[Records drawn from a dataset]
§
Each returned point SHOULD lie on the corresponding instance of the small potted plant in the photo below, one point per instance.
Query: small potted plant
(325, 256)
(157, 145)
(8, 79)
§
Exercise directions: Repeat the data exactly, with every line included.

Your response:
Each returned point SHOULD lie on the corresponding instance of the small potted plant in the photo below, one point per instance.
Query: small potted plant
(325, 256)
(157, 145)
(8, 79)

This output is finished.